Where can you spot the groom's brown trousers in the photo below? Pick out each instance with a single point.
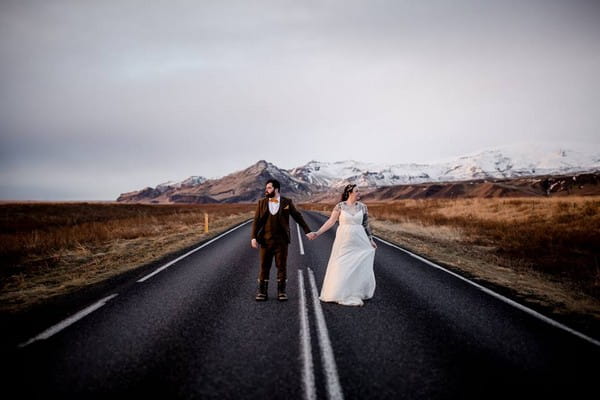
(267, 253)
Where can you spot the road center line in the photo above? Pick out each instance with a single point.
(308, 373)
(167, 265)
(300, 240)
(334, 390)
(68, 321)
(499, 296)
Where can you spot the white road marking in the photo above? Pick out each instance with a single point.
(167, 265)
(69, 321)
(499, 296)
(308, 373)
(334, 390)
(300, 240)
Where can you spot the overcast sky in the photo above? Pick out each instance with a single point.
(103, 97)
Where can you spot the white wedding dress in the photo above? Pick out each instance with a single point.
(349, 278)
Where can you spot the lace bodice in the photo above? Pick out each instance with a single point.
(353, 217)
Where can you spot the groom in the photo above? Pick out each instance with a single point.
(271, 230)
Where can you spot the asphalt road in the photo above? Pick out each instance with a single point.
(194, 330)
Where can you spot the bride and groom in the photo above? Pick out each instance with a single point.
(349, 278)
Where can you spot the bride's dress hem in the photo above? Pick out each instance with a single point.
(355, 301)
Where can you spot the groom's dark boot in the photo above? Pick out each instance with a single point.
(263, 288)
(281, 295)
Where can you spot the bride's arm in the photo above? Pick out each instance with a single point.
(330, 222)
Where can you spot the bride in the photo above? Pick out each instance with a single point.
(349, 278)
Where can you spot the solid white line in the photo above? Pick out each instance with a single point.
(167, 265)
(334, 389)
(499, 296)
(300, 240)
(308, 374)
(66, 322)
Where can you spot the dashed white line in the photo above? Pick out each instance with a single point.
(334, 390)
(499, 296)
(308, 373)
(69, 321)
(167, 265)
(300, 240)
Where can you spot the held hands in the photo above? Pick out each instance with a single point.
(311, 235)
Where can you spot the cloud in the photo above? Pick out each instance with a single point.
(171, 89)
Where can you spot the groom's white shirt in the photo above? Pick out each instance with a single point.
(274, 207)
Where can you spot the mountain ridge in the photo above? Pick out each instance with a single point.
(317, 180)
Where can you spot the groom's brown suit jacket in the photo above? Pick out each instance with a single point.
(286, 208)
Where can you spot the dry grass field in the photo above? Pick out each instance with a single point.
(546, 249)
(48, 249)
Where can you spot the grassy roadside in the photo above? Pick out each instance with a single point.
(48, 250)
(544, 250)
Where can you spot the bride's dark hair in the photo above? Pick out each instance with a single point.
(347, 190)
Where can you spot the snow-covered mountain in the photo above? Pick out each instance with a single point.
(506, 162)
(316, 178)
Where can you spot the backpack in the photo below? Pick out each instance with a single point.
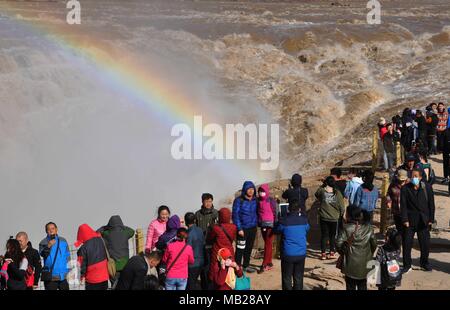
(391, 273)
(432, 177)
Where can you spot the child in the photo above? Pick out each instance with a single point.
(178, 256)
(225, 277)
(388, 255)
(267, 210)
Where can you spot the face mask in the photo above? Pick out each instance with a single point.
(228, 262)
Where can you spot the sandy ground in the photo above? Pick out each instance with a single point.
(324, 275)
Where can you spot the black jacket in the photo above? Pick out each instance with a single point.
(34, 260)
(16, 279)
(133, 275)
(116, 236)
(432, 122)
(416, 206)
(299, 194)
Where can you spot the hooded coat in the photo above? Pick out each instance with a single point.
(219, 239)
(206, 218)
(170, 234)
(296, 192)
(360, 252)
(245, 210)
(91, 255)
(267, 208)
(116, 237)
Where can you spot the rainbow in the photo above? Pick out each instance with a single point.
(127, 77)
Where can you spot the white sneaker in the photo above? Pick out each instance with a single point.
(408, 270)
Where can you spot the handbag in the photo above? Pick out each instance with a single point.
(242, 283)
(46, 274)
(349, 242)
(111, 262)
(163, 272)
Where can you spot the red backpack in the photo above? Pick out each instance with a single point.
(29, 276)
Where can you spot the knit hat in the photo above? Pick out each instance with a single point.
(224, 253)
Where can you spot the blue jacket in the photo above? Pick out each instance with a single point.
(365, 199)
(245, 211)
(61, 267)
(196, 240)
(293, 229)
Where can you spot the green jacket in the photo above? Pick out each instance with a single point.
(331, 208)
(360, 252)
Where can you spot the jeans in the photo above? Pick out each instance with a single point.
(176, 284)
(193, 283)
(354, 284)
(328, 231)
(292, 270)
(249, 237)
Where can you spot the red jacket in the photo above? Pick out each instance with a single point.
(179, 270)
(92, 255)
(220, 276)
(219, 239)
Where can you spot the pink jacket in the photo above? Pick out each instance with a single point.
(155, 229)
(266, 207)
(180, 269)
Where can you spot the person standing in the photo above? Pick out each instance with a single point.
(196, 240)
(296, 192)
(293, 230)
(137, 268)
(442, 126)
(116, 236)
(14, 267)
(206, 218)
(156, 228)
(221, 236)
(389, 142)
(432, 123)
(33, 272)
(55, 252)
(331, 209)
(224, 279)
(341, 183)
(446, 158)
(352, 185)
(267, 215)
(92, 259)
(367, 194)
(246, 219)
(178, 256)
(417, 211)
(356, 243)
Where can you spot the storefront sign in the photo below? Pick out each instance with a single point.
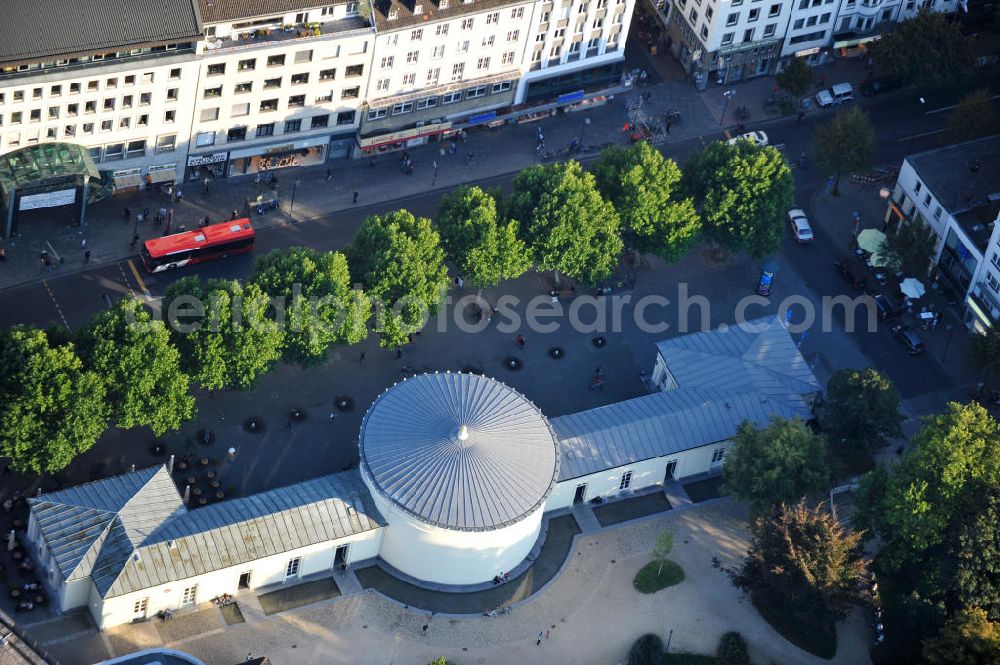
(405, 135)
(570, 97)
(202, 160)
(48, 199)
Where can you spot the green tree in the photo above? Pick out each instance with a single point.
(320, 307)
(778, 464)
(484, 249)
(235, 343)
(141, 369)
(952, 459)
(803, 558)
(662, 548)
(569, 227)
(744, 191)
(52, 409)
(645, 189)
(861, 411)
(399, 259)
(967, 639)
(910, 249)
(973, 117)
(796, 78)
(732, 649)
(929, 48)
(845, 144)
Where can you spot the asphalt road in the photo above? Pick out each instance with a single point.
(71, 299)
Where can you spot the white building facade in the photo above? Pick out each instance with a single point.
(456, 474)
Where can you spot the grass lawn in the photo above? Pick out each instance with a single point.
(808, 630)
(647, 581)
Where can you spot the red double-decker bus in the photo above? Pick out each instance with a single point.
(215, 241)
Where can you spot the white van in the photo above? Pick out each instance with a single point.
(841, 93)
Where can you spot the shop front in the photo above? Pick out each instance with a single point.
(258, 159)
(407, 138)
(207, 166)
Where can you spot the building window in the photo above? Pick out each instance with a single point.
(400, 109)
(166, 143)
(292, 569)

──────────────────────────────

WHAT TO DO: No pictures belong in the copy. Repeat the entries exactly.

ANSWER SPACE:
Where can you spot the groom's brown trousers in the photo below? Pick out each instance with a single point.
(267, 253)
Where can you spot the road center line in the photo above? Pick out each instance with a single point.
(308, 373)
(167, 265)
(300, 240)
(334, 390)
(68, 321)
(499, 296)
Where can you spot the white road marking in the photo above? Pick out each instance with a single point.
(167, 265)
(69, 321)
(499, 296)
(308, 373)
(334, 390)
(300, 240)
Where can you spot the overcast sky in the photo above? Pick out each instance with a single point.
(103, 97)
Where can you spot the white wedding dress in the photo above? Pick out each instance with a single point.
(349, 278)
Where can you spot the lace bodice in the photo above? Pick out each instance with a single point.
(353, 217)
Where can you spot the groom in the photo above? Pick out each instance with a single point.
(271, 230)
Where can you spot the asphalt road in the photo above? Pick out each instance with a single point.
(194, 330)
Where can you spot the bride and groom in the photo above? Pick out each instance with a single point.
(349, 278)
Where can you spot the bride's dress hem in the photo above? Pick out each instance with a single point.
(355, 301)
Where can you spot the groom's dark boot in the photo above? Pick out each instance with a single point.
(263, 288)
(281, 295)
Where can you spot the bride's arm in the photo above? Pick out each instance with a single point.
(330, 222)
Where can you spot the bride in the photo above? Pick out each instance with a single point.
(349, 278)
Where can you spot the solid white line in the photo above? Pick out each instance with a single point.
(167, 265)
(334, 389)
(499, 296)
(300, 240)
(308, 374)
(66, 322)
Where can you spot the dashed white line in the photo above? Pick out each instance with a single point.
(334, 390)
(499, 296)
(308, 373)
(69, 321)
(167, 265)
(300, 240)
Where can you spot the held hands in the photo above? Pick out each instance with a single point.
(311, 235)
Where can you spot the cloud in the photo above? Pick out each instance with a single point.
(171, 89)
Where can you spot the groom's white shirt in the photo above? Pick out each instance with a single point.
(274, 207)
Where can you spot the mountain ridge in the photo above? Pick out each instance with a single point.
(317, 180)
Where can you spot the groom's brown suit jacket in the photo above? Pick out each instance with a single point.
(286, 208)
Where can you spot the dry grass field in the photo above? Pick out each instance with a single point.
(546, 249)
(48, 249)
Where can you spot the grassy roadside in the photo above? Pick out each instance with a single point.
(48, 250)
(544, 250)
Where can you spot the bride's dark hair in the photo above? Pick out each instance with a single point.
(347, 190)
Where can you spot the snow-covered mountain in the photo above? Pick out each instance with a single point.
(506, 162)
(316, 178)
Where can you spot the backpack in the photo below? Pick out each instance with a single point.
(391, 273)
(432, 177)
Where can you spot the child in the photo above? Pick out each instance with a single point.
(178, 256)
(225, 277)
(388, 255)
(267, 210)
Where can you spot the face mask in the photo above? Pick out each instance with a single point.
(228, 262)
Where can you spot the sandy ground in the photo above? Pick out each instance with a single point.
(324, 275)
Where can you spot the black jacket in the photo above? Pick out each instance with a single point.
(34, 260)
(16, 279)
(133, 275)
(116, 236)
(432, 122)
(416, 206)
(299, 194)
Where can you spot the hooded coat in the photo above? Pick out each instance with a single point.
(219, 239)
(206, 218)
(170, 234)
(296, 192)
(360, 252)
(245, 210)
(91, 255)
(267, 208)
(116, 237)
Where can you spot the rainbow in the photo above? Pick out each instance with a single point.
(127, 77)
Where can you spot the white sneaker in the photo above? Pick out each instance with a single point.
(408, 270)
Where can you spot the handbag in the photo above? Pick out each instance with a single point.
(242, 283)
(46, 274)
(349, 242)
(111, 262)
(163, 272)
Where can you spot the red backpack in the photo above? Pick out each instance with a single point.
(29, 276)
Where can you spot the knit hat in the photo above? Pick out each instance with a single point.
(224, 253)
Where can you spot the blue jacket in the photo above? Pick out each instance with a single point.
(365, 199)
(245, 211)
(61, 267)
(196, 240)
(293, 229)
Where can you spot the green jacket in the photo above? Pick out each instance with a single point.
(331, 208)
(360, 252)
Where can you spot the jeans in the photo above? Pick out each instance with a single point.
(176, 284)
(193, 283)
(354, 284)
(328, 231)
(292, 270)
(249, 237)
Where can you spot the red jacket in the photo above? Pick out each instance with a single point.
(179, 270)
(92, 255)
(220, 276)
(219, 239)
Where can you spot the pink jacket in the photo above? Pick out each instance with a single point.
(155, 229)
(266, 207)
(180, 269)
Where can you spot the person standing in the photo above? Pick out each instance with a single point.
(196, 240)
(296, 192)
(293, 230)
(137, 268)
(442, 126)
(116, 236)
(14, 267)
(206, 218)
(156, 228)
(221, 236)
(389, 142)
(432, 123)
(33, 272)
(55, 252)
(331, 209)
(224, 279)
(341, 183)
(446, 158)
(352, 185)
(267, 215)
(92, 259)
(367, 194)
(246, 219)
(178, 256)
(417, 211)
(356, 243)
Where can you spot the storefront sign in the photo below? Pick out each instance with a single point.
(405, 135)
(570, 97)
(202, 160)
(48, 199)
Where can you spot the green tree in the photo above? Pick out each instance with a single point.
(320, 307)
(778, 464)
(484, 249)
(235, 343)
(141, 369)
(952, 459)
(803, 558)
(662, 548)
(569, 227)
(744, 191)
(52, 409)
(645, 189)
(861, 411)
(399, 259)
(967, 639)
(910, 249)
(973, 117)
(796, 78)
(732, 649)
(929, 48)
(845, 144)
Where can you spot the asphalt road in the photo above? Pick out each instance with a single point.
(71, 299)
Where can you spot the white building facade in the photo above? Pick out each instance with a single point.
(456, 474)
Where can you spot the grass lawn in the photo above? Pick out each instance with a single point.
(808, 630)
(647, 581)
Where can you spot the red double-decker bus in the photo above? Pick out each instance with a single point.
(215, 241)
Where can you spot the white van in the photo above? Pick out each instance with a single point.
(841, 93)
Where can you spot the shop front in the photo above? Pick out each instance with a single point.
(258, 159)
(407, 138)
(207, 166)
Where can you spot the building window in the photo above? Pick out each instance with a single point.
(400, 109)
(166, 143)
(292, 569)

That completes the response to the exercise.